>>>>>
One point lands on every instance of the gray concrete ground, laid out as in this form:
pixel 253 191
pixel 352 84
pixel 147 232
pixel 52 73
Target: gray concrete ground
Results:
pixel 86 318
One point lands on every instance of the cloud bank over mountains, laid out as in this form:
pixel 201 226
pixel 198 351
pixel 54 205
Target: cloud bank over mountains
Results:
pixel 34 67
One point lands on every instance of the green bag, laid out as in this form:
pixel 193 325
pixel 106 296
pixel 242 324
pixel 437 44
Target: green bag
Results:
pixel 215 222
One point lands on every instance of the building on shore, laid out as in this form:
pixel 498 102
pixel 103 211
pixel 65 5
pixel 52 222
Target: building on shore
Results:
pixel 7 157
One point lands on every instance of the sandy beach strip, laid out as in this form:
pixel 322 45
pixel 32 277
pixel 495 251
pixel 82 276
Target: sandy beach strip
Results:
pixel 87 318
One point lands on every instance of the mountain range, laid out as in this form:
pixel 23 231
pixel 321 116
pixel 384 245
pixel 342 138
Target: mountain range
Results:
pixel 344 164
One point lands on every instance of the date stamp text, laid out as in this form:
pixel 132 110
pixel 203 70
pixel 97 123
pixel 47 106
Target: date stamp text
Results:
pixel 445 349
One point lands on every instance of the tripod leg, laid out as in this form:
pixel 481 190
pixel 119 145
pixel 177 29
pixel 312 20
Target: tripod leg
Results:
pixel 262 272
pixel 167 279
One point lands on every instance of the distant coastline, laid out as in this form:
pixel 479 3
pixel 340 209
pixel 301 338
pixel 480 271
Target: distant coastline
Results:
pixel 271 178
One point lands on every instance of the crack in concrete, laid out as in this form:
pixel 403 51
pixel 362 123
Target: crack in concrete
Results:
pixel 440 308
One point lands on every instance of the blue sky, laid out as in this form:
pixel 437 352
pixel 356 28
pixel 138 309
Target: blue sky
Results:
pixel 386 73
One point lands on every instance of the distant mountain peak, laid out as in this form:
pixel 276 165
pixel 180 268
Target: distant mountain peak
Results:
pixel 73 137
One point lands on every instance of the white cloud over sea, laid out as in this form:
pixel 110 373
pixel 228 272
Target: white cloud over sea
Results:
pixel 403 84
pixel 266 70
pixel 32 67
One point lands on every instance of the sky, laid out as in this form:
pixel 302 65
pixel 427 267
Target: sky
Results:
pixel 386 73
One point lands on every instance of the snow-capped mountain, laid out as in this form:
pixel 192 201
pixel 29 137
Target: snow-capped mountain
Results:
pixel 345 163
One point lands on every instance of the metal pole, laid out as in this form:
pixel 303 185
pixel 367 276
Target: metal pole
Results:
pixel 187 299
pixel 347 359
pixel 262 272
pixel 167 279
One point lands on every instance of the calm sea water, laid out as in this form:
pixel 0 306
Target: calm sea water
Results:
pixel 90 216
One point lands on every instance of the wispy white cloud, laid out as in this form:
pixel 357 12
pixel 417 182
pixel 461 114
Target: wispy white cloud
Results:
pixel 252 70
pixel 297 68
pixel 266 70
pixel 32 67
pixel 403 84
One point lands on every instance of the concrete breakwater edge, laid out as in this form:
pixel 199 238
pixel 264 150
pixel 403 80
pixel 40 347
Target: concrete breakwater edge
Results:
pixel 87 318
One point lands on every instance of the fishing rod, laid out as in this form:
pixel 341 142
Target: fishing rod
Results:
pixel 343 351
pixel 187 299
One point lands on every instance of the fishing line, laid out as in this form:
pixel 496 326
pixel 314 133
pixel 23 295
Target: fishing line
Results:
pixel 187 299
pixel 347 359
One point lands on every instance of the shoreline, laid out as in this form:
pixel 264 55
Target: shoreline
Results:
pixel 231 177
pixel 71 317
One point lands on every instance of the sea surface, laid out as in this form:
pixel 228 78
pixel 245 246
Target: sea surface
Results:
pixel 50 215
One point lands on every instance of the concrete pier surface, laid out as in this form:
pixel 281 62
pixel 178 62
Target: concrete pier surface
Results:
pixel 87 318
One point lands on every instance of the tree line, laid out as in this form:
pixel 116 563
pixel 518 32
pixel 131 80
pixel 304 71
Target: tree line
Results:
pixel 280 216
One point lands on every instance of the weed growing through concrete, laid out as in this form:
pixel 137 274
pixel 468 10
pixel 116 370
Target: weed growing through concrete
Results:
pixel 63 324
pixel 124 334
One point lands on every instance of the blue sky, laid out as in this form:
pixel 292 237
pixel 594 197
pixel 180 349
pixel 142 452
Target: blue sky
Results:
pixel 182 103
<<<<<
To be done: Copy the records verbatim, starting at the line containing "One point lands on every instance of the concrete pier" and ending at the line containing "pixel 124 334", both of those lines included.

Task answer:
One point lands on every instance of the concrete pier surface, laid out as in this form:
pixel 281 62
pixel 178 62
Target: concrete pier surface
Results:
pixel 87 318
One point lands on every instance of the tree line, laid out as in this form:
pixel 116 563
pixel 518 32
pixel 131 80
pixel 304 71
Target: tree line
Results:
pixel 280 216
One point lands on every instance of the weed growing through concrete, laid out as in this form:
pixel 137 274
pixel 468 10
pixel 116 370
Target: weed growing through concrete
Results:
pixel 63 324
pixel 124 334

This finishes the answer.